[Direction A]: Copy out the records from the line containing "Where can the reflection" down to the end of the records, including both ends.

[Document extract]:
§ §
Then you tell a friend all about it, and she informs you that one hundred percent of the profits from these products go to organizations whose sole mission is to uproot all traces of Christianity from the planet.

In a frenzy, you run out and buy seeds. Then you shop around in six stores for the best price on a chest freezer.

On your way home, you are exhausted. You pull into a Burger Bits franchise. Your conscience reminds you that you’re supposed to be boycotting this one, due to the fact that last year it was an official sponsor of the NAMBLA Olympics. It prods you to go across the highway to the competitor. Just a half-mile down the road, then loop around in the U-turn, a half-mile up again, and ten minutes later you arrive at the competition across the road.

Uh, wait a mainute. Maybe this is the place you’re boycotting, and it’s the place you just left that’s in the clear. You pull slowly up to the window, trying to ignore the smells seeping into your car. You toy with the idea of asking the cashier if the name Donald Wildmon sets off any buzzers. Right.

You ask yourself, WWJD? That’s a tough one. He’d probably opt to go hungry. You ask yourself what would Mom do? No good. She’d be at home, cooking. She never did anything half so frivolous as you just did. You suddenly feel very alone.
§ §
Position identification records
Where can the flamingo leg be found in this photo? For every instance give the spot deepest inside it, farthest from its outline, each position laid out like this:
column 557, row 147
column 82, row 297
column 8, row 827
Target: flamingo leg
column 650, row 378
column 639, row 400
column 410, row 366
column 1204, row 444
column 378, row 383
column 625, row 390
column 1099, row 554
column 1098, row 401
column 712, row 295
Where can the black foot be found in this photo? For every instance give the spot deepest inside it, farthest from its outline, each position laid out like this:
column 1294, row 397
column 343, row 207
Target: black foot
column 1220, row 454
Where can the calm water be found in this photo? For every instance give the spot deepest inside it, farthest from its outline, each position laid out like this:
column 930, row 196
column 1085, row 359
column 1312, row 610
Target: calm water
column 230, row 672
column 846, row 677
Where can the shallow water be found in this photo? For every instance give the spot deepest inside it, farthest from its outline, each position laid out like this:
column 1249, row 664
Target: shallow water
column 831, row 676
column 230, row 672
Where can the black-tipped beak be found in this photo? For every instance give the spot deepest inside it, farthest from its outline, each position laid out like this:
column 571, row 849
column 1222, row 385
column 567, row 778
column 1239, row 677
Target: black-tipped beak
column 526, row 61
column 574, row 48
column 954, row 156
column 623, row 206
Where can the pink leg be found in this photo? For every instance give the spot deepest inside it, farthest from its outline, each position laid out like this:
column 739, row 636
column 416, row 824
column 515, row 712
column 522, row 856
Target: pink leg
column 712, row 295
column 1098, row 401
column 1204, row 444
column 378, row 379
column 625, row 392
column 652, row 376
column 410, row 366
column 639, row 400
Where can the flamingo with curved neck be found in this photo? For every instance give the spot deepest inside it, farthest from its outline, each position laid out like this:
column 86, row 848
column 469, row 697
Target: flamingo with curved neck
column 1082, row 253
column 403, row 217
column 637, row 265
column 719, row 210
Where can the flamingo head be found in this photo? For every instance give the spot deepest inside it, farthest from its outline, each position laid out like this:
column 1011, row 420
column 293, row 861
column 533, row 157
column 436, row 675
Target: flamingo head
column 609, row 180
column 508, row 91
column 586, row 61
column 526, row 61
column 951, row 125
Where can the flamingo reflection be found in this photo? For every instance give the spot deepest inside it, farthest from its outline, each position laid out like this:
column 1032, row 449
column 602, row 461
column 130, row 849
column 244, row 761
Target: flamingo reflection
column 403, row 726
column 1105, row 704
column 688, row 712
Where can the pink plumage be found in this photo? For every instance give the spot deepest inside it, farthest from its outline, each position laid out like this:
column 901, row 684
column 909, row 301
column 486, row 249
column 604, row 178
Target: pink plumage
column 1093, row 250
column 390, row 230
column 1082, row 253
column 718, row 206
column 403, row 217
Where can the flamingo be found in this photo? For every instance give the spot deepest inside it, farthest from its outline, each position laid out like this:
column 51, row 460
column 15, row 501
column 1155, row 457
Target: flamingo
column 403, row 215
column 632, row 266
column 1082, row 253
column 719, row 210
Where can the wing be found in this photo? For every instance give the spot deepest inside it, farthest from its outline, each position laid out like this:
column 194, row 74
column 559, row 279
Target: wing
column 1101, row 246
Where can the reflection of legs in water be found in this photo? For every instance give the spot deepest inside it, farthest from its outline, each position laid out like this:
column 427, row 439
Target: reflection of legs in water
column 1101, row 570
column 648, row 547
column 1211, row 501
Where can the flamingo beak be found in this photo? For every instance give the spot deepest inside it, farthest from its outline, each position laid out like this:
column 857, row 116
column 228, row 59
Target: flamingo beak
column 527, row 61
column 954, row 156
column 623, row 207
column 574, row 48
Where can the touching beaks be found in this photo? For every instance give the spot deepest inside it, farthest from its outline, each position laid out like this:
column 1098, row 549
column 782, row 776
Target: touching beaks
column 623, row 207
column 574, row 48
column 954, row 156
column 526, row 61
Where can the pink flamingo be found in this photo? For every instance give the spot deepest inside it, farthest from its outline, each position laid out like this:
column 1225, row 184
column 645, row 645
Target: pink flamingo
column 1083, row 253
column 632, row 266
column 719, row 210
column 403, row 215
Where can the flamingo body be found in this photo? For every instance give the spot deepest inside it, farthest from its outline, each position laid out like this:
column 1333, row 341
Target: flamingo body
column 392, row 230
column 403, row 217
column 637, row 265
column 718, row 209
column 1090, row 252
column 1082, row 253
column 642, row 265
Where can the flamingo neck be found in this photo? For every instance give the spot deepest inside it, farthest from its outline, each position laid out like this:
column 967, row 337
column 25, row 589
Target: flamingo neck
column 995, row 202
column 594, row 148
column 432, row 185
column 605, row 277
§ §
[Direction B]: In the passage about boycotts, how many stores are searched for the best price on a chest freezer?

[Exercise result A]:
Where can the reflection of legs in water be found in this photo? For every instance give the spot deepest inside it, farthest from its outline, each position laid out like this:
column 427, row 439
Target: reflection of legs in water
column 1101, row 570
column 648, row 547
column 1211, row 501
Where can the flamingo beak be found in this photo? For every instance give the spot deepest inside it, farthest from its outline, each position laid out like this:
column 857, row 116
column 228, row 59
Target: flamingo beak
column 527, row 61
column 954, row 156
column 623, row 207
column 574, row 48
Where can the touching beaks be found in this photo? For every instance give the spot deepest inside it, farthest from its outline, each position laid out like this:
column 1098, row 549
column 782, row 776
Target: touching beaks
column 623, row 207
column 574, row 48
column 954, row 156
column 526, row 61
Where can the pink flamingo be found in this photo? For every instance give the spot deepest inside it, farthest from its outline, each position laid out like this:
column 1225, row 184
column 645, row 645
Target: pink flamingo
column 1083, row 253
column 632, row 266
column 719, row 210
column 403, row 215
Where can the flamingo body be found in this photo? For every instance give the spot deepest inside it, farthest from its outline, each position laid out like this:
column 1333, row 341
Target: flamingo body
column 392, row 230
column 403, row 217
column 637, row 265
column 718, row 209
column 1090, row 252
column 1082, row 253
column 642, row 265
Where can the flamingo neck be found in this photo? For every instance give the spot deepest inside it, farthest from its outline, each position laid out like this:
column 967, row 337
column 25, row 589
Target: flamingo neck
column 995, row 202
column 594, row 148
column 432, row 185
column 605, row 277

[Exercise result B]: Six stores.